Passage given:
________________

Amanda LangRachel Idzerda/The Globe and Mail

One of Canada's most recognizable financial journalists never planned to be an expert in business. She once wrote the Level 1 Chartered Financial Analyst exam but failed by a hair, "entirely because of bond pricing."

Amanda Lang's road to becoming the face of business news at the CBC, where she is senior business correspondent and has hosted The Lang and O'Leary Exchange for nearly five years, was one of apprenticeships. She has made a career strategy of grabbing opportunities as they arise, driven by a what she describes as a craving to keep "learning for a living."

After growing up in Ottawa and Winnipeg, the youngest in a large family – along with her twin sister Adrian – Ms. Lang studied architecture at the University of Manitoba. She stuck around precisely long enough to earn her bachelor's degree and a strong conviction that architecture was not for her.

"I was just bad enough at it that I was unwilling to pursue it," she says over lunch at Kit Kat restaurant, a well-trodden Italian joint in Toronto's theatre district, around the corner from CBC's headquarters. "I'm not capable of going and being bad at something."

Architecture did, at least, give her a certain facility with math. Her first job "as a real journalist" was at the Financial Post, "and my first day on the job was the first day I'd ever read that paper. Literally. It was the first time I'd ever had to think about stocks or stock markets." The qualities that allowed her to do that – "My willingness to be ignorant was very high" and "I've never been inhibited by wanting to look smart" – have served her well through jobs at CNN and BNN.

Now 43, she calls her career detour "the lucky accident of my life." As she sees it, coming to business with "no preconceived notions" let her forge the measured, curious but still firmly pro-business stance she adopts on air. To her, businesses are like most collections of individuals: Basically good, but capable of acting very badly. And while she points out misbehaviour when she sees it, she is mystified by the amount of anti-business sentiment she encounters.

________________

Instructions:
A. In the profile of Amanda Lang, what does she say caused her to fail the Level 1 Chartered Financial Analyst exam?
B. Rewrite the paragraph of the Amanda Lang profile that begins "Architecture did, at least" in a shorter form, keeping its main facts.

________________

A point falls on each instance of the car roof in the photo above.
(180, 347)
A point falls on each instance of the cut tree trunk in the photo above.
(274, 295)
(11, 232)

________________

In response:
A. She says she failed it "entirely because of bond pricing."

B. Architecture gave Lang some skill with math. Her first real journalism job was at the Financial Post, and her first day there was the first time she had read that paper or had to think about stocks or stock markets. She managed because she was very willing to be ignorant and never held back by wanting to look smart. Those traits have served her well in her jobs at CNN and BNN.